───── Excerpted records
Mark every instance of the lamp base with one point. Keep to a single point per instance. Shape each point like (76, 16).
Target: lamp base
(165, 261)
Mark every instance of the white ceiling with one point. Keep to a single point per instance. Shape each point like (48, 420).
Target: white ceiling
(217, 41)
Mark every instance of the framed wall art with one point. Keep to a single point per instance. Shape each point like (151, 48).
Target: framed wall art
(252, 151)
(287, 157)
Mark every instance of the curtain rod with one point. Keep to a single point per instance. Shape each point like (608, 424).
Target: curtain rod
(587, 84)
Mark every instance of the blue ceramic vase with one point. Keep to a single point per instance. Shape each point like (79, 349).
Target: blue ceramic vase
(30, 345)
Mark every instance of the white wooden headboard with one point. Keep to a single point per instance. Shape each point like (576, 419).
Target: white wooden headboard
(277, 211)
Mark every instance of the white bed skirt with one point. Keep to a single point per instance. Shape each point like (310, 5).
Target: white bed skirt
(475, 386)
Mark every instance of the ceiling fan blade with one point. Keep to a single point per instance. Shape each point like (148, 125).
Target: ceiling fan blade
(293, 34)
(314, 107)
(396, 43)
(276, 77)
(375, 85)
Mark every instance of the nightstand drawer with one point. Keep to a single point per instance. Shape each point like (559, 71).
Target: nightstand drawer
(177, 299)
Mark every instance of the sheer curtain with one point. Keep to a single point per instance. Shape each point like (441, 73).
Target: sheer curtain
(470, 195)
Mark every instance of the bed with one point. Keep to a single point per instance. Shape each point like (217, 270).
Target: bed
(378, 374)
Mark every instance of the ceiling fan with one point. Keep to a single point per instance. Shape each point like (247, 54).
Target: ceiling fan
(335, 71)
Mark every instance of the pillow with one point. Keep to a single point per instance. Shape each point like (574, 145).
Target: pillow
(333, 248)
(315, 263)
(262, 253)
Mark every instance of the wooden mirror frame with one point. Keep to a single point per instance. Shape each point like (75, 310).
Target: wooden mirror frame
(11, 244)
──────────
Once the line containing "Mark every instance of the pillow" is found, please retype it and every remaining line of the listing above, exactly, with nothing else.

Response to the task |
Mark every instance of the pillow with one point. Keep to a single point per instance. Shape each point like (574, 145).
Target: pillow
(333, 248)
(315, 263)
(262, 253)
Mark every instance of the wooden mirror frame with one point. Keep to a single point per instance. Shape each point like (75, 310).
Target: wooden mirror frame
(11, 244)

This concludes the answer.